White Water Life Rafting

by Becky Donofrio

CHOICESS



We first met Christi in October, 1989. Her service coordinator called and asked if we could help her to find a job. Oh, there were a few other details he wanted us to know-- Christi was 21 years old had always lived at home with her mom and stepfather and sisters but had recently experienced separation from her mother because her mother moved to Japan, she had been raped by her stepfather, removed from her parents home and her two half sisters, placed in an out of home respite placement for 21 days then on to a full time residential placement, had dropped out of her day service at a University and left all of her closest friends and she was 5 months pregnant and had had no prenatal care. For some reason the idea of a job search flew from our minds.

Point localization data
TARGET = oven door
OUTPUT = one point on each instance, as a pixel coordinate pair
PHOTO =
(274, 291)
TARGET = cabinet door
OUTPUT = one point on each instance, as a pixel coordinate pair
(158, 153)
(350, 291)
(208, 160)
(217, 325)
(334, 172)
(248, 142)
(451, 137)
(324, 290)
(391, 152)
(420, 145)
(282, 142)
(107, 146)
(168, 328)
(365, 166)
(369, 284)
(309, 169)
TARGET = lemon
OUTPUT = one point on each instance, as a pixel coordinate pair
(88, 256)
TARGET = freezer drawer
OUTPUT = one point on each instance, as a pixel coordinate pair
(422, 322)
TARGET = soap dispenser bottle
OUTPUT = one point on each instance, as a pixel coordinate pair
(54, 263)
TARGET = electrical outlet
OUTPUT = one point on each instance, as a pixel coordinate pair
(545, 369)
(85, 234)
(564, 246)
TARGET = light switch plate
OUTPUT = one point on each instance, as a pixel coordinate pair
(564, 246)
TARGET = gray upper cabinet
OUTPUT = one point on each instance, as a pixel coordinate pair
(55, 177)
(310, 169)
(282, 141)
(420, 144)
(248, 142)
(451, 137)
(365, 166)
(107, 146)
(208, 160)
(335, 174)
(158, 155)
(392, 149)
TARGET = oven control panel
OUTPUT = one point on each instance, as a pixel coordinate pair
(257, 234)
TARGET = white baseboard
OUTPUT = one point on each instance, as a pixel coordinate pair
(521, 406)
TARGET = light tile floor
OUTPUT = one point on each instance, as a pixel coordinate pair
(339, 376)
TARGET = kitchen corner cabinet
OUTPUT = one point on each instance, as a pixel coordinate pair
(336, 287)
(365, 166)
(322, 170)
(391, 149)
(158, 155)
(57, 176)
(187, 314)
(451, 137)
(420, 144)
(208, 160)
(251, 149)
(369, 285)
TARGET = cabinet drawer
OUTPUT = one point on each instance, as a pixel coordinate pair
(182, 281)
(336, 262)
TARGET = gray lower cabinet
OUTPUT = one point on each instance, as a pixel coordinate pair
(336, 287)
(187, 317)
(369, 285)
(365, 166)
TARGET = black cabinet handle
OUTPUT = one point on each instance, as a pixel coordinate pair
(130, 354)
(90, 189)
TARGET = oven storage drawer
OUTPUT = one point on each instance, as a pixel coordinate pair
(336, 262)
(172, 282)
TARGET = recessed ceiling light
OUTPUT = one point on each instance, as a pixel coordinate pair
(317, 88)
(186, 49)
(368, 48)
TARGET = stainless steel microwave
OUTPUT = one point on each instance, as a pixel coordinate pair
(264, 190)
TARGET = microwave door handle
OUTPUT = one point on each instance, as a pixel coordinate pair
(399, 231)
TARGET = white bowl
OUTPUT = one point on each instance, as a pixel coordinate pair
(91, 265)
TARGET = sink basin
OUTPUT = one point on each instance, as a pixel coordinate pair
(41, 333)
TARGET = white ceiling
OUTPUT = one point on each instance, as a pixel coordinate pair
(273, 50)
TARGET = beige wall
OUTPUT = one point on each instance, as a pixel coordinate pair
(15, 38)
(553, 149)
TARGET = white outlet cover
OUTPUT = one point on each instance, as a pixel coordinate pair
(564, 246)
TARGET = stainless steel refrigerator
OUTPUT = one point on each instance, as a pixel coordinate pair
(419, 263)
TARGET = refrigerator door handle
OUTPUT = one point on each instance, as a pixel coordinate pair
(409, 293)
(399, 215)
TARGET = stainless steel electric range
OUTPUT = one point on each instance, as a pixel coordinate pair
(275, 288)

**What you should do**. Carry the account of Christi forward, starting after its final sentence. The listing has nothing to do with the work that follows the text.

**Reply to the exercise**.
We went right to work on the fast track of getting to know Christi-- at that time there were only 3 of us working for CHOICESS and we were assisting just a few other people. Kathy, Joe and I enjoyed spending time with Christi very much and she seemed to like us also since we were going to all of her favorite places and hanging out with people she enjoyed seeing and listening lots to what she wanted to talk about. Because we were very bright and enlightened human service workers, we noted and other people told us that Christi was sad and disturbed by the events of the prior few months and spent a lot of time displaying that sadness in various ways-- pulling her shirt over her face and head, "eloping" they called it from the facility where she lived, nagging at the other women who lived there, refusing to "homogenize" with her housemates with whom she shared little interest (and did not happen to choose to attend the same sheltered workshop they had all coincidentally chosen to attend), she made up all kinds of interesting stories to tell a number of people from her service coordinator to her ex-teacher to her boyfriend (she has always had a flair for creativity especially evident in times of stress). She never really sat and said I am depressed because I am pregnant and I am scared about what is going to happen to me and my baby and I don't know why my step father would do this to me and I don't like where I am living now. In fact, she spent a good deal of time giggling and hiding her face. Through this time, however, we had a sense of urgency because her child was due in January and this was October, November.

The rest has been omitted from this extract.